■ WHAT YOU HAVE TO DO ■
Below are the records. Retype exactly the lines between the lines holding "Query: distant mountain slope" and "Each point like <point>73,44</point>.", inclusive.

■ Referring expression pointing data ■
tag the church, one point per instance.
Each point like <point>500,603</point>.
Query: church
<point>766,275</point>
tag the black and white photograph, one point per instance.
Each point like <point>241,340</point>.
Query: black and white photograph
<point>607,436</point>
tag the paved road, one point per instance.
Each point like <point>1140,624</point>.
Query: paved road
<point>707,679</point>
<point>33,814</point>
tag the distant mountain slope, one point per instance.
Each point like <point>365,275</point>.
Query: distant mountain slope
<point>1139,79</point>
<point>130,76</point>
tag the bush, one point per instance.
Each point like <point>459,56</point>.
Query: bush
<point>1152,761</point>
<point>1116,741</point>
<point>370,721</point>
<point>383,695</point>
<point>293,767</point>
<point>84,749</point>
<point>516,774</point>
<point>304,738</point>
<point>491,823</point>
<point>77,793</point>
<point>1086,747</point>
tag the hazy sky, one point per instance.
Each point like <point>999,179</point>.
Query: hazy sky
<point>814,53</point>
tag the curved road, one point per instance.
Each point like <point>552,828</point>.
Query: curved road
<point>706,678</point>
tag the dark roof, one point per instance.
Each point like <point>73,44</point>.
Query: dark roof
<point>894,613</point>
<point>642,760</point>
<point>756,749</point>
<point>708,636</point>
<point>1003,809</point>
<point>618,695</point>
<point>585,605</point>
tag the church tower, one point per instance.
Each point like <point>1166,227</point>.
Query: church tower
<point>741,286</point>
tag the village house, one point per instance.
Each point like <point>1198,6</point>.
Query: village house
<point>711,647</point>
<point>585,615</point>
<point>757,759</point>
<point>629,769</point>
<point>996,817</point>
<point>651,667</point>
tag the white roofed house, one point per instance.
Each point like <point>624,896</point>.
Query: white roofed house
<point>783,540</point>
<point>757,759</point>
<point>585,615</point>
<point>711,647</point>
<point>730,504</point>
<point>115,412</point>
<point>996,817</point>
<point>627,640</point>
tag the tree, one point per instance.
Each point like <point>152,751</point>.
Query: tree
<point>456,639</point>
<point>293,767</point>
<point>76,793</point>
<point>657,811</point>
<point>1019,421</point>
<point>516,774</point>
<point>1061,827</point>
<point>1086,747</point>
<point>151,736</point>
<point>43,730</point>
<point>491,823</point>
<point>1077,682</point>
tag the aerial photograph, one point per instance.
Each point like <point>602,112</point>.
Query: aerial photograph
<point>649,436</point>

■ SOLUTION TO THIS EXERCISE ■
Query: distant mountain slope
<point>1139,79</point>
<point>130,76</point>
tag the bush, one point per instance.
Each point like <point>459,56</point>.
Query: bush
<point>1152,761</point>
<point>1116,741</point>
<point>370,721</point>
<point>383,695</point>
<point>293,767</point>
<point>84,749</point>
<point>516,774</point>
<point>304,738</point>
<point>491,823</point>
<point>77,793</point>
<point>1086,747</point>
tag the hazy sky, one point per instance.
Each point like <point>999,179</point>.
Query: hazy sky
<point>814,53</point>
tag the curved road, one point per instance.
Each point like <point>552,828</point>.
Query: curved road
<point>706,678</point>
tag the dark roof, one point per instance.
Each point like <point>73,44</point>.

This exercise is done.